» **Task statement**
Starting at the line that has "On the interface shown above, find the sliding" and running to the end of the material below, write out every line again, requests included, shifting each bounding-box coordinate in the answers up by 79.

» **Records provided**
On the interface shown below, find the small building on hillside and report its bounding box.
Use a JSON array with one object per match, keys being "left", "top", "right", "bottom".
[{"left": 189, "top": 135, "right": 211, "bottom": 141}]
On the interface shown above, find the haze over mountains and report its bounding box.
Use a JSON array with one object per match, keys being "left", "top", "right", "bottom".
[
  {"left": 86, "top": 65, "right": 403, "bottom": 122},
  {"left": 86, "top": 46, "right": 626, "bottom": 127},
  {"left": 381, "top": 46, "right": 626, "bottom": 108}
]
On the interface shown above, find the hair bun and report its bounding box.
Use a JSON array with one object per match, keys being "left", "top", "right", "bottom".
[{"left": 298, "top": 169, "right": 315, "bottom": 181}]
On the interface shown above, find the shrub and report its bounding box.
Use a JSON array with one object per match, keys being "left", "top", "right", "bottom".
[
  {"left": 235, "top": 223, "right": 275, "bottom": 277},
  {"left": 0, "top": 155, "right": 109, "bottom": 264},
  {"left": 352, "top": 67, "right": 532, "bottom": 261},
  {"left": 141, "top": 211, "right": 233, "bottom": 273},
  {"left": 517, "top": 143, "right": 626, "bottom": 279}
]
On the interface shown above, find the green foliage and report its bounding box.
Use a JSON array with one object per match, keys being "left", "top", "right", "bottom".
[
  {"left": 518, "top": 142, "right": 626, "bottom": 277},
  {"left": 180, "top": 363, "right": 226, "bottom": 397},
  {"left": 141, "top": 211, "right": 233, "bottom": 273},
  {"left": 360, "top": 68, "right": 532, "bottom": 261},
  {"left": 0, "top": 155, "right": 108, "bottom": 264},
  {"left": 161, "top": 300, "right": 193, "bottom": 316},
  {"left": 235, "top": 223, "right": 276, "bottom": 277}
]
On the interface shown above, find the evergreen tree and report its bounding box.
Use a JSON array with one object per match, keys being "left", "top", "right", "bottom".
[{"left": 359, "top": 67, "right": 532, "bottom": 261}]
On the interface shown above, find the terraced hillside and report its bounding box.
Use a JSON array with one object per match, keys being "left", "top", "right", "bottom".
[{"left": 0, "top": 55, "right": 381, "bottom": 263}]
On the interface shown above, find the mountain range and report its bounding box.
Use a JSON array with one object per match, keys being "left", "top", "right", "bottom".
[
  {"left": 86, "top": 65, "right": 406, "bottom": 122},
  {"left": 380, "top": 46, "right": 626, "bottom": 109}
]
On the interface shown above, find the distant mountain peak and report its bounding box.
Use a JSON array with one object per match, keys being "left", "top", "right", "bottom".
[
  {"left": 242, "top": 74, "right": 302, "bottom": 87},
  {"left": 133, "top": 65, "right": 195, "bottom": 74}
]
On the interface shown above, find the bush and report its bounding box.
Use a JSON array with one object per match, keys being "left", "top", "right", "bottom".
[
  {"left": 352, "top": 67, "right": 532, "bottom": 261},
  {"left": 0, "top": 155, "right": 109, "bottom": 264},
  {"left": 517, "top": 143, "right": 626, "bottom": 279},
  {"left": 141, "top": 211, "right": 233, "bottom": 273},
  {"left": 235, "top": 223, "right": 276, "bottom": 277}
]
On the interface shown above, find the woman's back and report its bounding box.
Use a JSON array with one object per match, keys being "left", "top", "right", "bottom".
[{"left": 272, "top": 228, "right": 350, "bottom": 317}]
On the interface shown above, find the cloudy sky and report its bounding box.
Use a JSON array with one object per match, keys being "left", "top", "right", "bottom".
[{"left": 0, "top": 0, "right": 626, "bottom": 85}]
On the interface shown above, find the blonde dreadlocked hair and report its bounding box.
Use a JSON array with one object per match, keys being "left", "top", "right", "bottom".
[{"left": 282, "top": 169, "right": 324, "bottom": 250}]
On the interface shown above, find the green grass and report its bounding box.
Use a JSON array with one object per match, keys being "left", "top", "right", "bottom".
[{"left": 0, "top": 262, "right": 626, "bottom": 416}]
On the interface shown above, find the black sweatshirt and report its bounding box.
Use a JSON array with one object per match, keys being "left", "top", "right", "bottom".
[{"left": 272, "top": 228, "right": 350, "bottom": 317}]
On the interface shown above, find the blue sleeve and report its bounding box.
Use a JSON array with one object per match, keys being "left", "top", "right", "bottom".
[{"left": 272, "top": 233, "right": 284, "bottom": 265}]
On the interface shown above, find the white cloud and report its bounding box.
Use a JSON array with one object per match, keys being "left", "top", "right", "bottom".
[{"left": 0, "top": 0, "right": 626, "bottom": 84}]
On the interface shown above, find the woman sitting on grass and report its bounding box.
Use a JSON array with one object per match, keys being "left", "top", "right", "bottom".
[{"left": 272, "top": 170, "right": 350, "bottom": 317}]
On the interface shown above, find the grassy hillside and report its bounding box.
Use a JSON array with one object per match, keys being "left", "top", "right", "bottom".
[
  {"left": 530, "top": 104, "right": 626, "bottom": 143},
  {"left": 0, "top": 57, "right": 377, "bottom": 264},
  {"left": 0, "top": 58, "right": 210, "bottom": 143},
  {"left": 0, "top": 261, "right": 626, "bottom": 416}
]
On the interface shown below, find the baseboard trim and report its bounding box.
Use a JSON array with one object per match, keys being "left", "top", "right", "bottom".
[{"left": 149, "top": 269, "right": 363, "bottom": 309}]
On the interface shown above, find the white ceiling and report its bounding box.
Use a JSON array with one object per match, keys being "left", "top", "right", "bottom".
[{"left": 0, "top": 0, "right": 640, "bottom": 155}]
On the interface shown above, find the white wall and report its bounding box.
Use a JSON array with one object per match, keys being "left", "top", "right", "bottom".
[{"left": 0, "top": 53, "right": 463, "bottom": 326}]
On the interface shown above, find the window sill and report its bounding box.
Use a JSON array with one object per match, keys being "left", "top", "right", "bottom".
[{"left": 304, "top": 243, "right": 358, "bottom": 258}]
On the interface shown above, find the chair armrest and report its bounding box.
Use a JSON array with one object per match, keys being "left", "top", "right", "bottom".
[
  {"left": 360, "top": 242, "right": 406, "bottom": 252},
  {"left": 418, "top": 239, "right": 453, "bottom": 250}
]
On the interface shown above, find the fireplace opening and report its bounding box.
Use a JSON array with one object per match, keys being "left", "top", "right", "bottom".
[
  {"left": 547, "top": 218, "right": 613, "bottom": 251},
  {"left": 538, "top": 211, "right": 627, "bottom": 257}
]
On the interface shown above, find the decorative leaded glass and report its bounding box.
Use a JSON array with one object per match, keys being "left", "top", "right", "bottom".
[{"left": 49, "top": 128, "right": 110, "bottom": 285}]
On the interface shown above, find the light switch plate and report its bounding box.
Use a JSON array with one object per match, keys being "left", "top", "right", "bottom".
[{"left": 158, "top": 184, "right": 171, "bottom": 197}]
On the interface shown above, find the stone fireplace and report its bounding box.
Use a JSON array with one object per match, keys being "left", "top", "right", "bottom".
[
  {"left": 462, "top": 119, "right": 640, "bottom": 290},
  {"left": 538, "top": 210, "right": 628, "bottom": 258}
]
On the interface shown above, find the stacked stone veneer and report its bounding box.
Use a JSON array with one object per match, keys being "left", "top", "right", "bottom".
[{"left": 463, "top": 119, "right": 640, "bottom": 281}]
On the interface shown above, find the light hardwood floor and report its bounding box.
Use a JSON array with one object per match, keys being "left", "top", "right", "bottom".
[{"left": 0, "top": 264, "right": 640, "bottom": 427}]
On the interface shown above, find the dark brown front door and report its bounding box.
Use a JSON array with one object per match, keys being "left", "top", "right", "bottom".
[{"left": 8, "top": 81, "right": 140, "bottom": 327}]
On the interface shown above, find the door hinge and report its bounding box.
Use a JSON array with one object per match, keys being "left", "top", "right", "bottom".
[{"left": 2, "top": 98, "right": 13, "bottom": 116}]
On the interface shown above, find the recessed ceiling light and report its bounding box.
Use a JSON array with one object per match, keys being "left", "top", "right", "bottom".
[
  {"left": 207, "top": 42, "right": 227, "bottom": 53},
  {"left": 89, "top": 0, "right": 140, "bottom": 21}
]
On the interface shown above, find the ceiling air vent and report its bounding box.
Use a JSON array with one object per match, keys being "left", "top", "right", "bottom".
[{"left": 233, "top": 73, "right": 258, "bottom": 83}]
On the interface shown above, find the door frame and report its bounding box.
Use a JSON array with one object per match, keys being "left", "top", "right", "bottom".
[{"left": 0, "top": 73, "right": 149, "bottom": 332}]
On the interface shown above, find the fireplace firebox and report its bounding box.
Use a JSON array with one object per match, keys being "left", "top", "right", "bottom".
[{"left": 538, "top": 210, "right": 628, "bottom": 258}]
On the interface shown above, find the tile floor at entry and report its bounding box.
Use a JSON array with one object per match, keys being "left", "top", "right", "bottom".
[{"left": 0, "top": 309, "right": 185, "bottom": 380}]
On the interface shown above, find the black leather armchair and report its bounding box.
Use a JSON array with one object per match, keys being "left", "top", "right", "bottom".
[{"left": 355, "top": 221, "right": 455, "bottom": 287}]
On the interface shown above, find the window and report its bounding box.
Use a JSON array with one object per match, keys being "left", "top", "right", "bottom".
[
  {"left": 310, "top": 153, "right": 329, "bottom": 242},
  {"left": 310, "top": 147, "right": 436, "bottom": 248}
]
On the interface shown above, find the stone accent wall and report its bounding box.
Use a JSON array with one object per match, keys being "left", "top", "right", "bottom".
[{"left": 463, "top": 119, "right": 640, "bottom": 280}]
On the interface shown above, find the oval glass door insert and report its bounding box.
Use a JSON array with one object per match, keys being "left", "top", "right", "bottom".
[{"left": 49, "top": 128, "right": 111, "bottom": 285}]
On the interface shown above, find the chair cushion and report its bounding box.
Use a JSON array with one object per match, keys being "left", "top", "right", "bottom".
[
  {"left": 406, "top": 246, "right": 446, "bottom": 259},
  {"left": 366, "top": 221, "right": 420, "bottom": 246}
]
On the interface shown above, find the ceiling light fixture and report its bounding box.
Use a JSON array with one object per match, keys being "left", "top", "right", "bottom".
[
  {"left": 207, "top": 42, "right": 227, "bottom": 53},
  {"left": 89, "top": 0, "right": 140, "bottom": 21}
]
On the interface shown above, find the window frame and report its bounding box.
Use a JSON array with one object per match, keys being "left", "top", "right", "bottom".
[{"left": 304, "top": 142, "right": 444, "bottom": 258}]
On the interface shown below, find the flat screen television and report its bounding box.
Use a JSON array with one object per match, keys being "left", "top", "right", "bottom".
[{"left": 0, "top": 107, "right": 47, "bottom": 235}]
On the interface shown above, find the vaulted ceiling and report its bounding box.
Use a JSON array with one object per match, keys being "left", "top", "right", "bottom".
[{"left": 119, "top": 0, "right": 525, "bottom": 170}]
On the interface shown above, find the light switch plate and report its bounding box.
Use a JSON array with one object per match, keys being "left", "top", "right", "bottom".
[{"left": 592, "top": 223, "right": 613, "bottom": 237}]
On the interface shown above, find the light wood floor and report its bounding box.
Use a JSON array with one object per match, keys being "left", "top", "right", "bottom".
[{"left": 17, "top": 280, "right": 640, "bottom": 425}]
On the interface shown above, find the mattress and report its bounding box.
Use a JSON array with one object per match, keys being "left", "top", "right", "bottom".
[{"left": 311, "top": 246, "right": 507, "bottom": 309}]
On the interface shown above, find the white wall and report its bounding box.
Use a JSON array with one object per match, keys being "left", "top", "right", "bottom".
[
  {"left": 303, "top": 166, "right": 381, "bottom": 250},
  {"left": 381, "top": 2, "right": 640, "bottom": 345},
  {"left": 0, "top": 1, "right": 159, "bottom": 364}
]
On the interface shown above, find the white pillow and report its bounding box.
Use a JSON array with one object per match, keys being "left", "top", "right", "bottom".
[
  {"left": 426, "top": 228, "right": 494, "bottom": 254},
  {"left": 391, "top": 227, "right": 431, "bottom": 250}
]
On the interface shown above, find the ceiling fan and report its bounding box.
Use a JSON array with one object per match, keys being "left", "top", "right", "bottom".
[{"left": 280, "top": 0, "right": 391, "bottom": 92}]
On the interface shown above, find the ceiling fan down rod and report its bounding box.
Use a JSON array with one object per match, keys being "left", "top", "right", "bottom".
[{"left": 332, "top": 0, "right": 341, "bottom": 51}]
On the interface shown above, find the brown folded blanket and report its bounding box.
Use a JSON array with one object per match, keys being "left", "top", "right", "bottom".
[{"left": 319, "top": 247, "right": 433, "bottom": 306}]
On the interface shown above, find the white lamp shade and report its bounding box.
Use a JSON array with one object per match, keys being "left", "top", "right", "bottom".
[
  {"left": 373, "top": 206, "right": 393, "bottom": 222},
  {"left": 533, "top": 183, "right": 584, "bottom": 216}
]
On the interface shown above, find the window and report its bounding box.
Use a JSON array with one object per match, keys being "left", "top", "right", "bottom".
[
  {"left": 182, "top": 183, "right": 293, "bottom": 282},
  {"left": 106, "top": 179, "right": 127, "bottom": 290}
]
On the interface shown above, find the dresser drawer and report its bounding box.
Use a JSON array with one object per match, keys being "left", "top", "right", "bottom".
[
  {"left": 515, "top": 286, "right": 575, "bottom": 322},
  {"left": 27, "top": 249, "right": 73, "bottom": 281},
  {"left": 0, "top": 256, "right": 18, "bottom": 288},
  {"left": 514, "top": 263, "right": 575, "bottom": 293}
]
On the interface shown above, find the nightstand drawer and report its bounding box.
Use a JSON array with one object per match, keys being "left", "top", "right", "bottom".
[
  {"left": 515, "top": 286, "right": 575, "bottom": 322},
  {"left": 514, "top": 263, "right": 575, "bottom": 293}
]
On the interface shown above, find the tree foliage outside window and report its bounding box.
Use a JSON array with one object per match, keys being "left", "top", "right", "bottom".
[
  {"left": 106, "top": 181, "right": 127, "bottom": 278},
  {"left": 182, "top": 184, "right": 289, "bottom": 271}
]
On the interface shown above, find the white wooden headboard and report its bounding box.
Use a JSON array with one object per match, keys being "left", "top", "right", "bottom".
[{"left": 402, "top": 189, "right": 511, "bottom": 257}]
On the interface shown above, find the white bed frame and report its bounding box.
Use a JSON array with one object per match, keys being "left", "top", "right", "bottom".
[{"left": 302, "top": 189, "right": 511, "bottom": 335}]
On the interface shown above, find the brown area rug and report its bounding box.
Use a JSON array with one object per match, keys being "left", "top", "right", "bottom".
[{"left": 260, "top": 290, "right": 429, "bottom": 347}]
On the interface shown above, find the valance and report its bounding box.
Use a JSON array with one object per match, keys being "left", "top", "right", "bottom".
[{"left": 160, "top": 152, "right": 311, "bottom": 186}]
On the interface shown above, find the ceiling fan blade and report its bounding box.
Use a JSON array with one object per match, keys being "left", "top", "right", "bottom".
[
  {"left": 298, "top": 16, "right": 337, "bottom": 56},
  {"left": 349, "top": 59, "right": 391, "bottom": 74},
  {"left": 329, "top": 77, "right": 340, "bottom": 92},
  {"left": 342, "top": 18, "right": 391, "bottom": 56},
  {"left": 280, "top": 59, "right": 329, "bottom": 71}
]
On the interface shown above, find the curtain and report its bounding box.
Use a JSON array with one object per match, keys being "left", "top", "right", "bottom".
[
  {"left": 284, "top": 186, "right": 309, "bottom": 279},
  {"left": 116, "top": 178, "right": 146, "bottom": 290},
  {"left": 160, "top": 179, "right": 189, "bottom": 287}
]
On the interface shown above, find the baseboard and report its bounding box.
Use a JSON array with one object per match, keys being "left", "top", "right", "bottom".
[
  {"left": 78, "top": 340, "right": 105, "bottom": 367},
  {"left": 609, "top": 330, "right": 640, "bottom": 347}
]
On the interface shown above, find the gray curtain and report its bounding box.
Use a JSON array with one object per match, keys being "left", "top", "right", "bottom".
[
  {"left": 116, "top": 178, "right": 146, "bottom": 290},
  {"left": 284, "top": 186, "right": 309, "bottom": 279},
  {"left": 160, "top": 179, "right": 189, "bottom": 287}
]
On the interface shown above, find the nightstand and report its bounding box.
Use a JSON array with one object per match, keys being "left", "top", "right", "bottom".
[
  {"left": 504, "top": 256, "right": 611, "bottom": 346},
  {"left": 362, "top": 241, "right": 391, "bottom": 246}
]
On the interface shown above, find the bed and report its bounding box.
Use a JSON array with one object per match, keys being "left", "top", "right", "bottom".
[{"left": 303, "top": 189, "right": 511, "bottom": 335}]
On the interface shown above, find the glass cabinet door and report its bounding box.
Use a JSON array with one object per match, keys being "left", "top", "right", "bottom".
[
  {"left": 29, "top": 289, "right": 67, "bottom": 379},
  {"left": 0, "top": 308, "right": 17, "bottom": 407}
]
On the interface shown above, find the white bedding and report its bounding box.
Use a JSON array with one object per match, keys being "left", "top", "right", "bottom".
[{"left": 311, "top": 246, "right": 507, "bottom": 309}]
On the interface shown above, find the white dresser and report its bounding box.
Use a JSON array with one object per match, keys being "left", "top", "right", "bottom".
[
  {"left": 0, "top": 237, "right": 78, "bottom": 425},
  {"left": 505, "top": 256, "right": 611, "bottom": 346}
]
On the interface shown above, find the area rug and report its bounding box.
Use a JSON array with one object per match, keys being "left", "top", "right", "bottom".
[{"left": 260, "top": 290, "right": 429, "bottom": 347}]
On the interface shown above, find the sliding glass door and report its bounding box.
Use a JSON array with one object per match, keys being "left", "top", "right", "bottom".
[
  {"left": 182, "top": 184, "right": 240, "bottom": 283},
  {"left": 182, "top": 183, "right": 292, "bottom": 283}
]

» **Expected answer**
On the interface shown above, find the sliding glass door and report its bounding box.
Use a JSON array with one object per match, keys being "left", "top", "right", "bottom".
[
  {"left": 261, "top": 263, "right": 319, "bottom": 362},
  {"left": 261, "top": 262, "right": 371, "bottom": 362}
]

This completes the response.